Required action: Each entry below is to be duplicated verbatim.

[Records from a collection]
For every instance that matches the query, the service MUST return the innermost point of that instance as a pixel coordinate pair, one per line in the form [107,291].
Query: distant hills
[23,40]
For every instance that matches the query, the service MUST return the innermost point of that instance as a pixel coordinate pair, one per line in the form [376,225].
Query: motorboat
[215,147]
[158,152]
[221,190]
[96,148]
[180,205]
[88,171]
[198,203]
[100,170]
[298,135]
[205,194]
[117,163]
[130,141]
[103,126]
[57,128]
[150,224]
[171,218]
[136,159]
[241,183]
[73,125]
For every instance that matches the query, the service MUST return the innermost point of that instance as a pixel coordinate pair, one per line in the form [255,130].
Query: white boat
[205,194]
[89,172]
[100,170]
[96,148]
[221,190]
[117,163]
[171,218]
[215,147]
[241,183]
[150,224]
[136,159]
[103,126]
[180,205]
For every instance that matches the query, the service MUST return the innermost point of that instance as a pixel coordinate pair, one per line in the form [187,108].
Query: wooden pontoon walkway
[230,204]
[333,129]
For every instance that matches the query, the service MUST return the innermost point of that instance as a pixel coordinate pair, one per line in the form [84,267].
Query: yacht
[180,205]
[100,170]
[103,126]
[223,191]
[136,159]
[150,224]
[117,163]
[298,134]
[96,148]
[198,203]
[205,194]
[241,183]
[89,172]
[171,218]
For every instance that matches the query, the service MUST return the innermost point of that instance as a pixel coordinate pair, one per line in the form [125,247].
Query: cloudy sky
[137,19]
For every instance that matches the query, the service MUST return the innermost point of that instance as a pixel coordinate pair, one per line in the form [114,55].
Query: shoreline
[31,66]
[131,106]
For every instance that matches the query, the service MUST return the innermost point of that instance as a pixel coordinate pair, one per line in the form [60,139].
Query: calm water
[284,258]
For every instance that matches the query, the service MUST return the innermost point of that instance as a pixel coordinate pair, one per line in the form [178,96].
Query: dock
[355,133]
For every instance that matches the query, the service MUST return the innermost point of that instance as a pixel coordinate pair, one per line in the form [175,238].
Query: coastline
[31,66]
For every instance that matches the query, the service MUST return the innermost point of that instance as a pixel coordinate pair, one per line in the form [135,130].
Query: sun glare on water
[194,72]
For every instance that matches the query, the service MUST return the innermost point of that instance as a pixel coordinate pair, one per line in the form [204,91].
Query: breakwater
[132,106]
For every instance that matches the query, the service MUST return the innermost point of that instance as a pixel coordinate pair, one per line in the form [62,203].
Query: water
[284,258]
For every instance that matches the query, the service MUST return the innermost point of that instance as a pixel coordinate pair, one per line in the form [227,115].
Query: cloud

Output below:
For every instance that matches the query, the service MUST return the innermost point of that instance as a pixel coordinate pair, one per line in the form [107,291].
Query: distant hills
[23,40]
For every instance that matches the query, the service MUST return the innermost point of that instance as a pixel coordinate pair, one per line in the form [376,225].
Query: motorboat
[215,147]
[158,152]
[221,190]
[96,148]
[180,205]
[88,171]
[198,203]
[100,170]
[298,135]
[205,194]
[117,163]
[130,141]
[103,126]
[57,128]
[150,224]
[171,218]
[136,159]
[241,183]
[73,125]
For every instance that matches the query, the service MUST return the innermost point of that instance as a pixel coordinate pair, one per line in the form [255,130].
Query: white boat
[205,194]
[89,172]
[100,170]
[96,148]
[221,190]
[117,163]
[171,218]
[215,147]
[241,183]
[150,224]
[136,159]
[103,126]
[180,205]
For every instance that matches the query, the service MUST return the innermost point of that instance as a pixel coordinate pair, one per line in the form [187,108].
Query: wooden pontoon walkway
[230,204]
[333,129]
For every instance that matches the query, the service MUST return the innermost point of that instance as a pixel coordinate pair, one per line in the form [84,267].
Query: yacht
[180,205]
[100,170]
[103,126]
[223,191]
[136,159]
[150,224]
[117,163]
[298,134]
[96,148]
[198,203]
[205,194]
[241,183]
[89,172]
[171,218]
For every instance that matches the query, the service MUST return the innermost point of that instance as a pixel coordinate pair, one per line in the form [125,247].
Query: cloudy sky
[137,19]
For every instance that matches the query, the service MUST return the innermost point of that instance as a pixel coordinate pair, one per line in the form [114,55].
Query: shoreline
[31,66]
[131,106]
For every instance that matches the query, the service MUST return the innermost point of that instance as a pixel coordinate pair, one per line in the form [60,139].
Query: calm water
[284,258]
For every instance that matches the query, the service MUST return the innermost point of that instance as a pixel coordinate pair, one per line in the form [178,96].
Query: dock
[355,133]
For every instance that matches the query, the service MUST return the innermost point of that instance as a pixel coordinate pair, one per line in the form [175,238].
Query: coastline
[31,66]
For every instance that matches the query, the service MUST return the innermost point of that instance as a pixel coordinate pair, one per line in the form [135,130].
Query: sun glare on water
[194,72]
For every instance that matches the query, the service MUST return the innermost point of that instance as a pixel coordinate pair, one per line in the form [204,91].
Query: breakwater
[132,106]
For every instance that matches the query, the service MUST return the innermost point of that instance as a pixel coordinate pair, one per line in the form [62,203].
Query: water
[284,258]
For every instance that matches the query, the service MUST return the innermost point of that instance as a pixel coordinate pair, one per line in the form [227,115].
Query: cloud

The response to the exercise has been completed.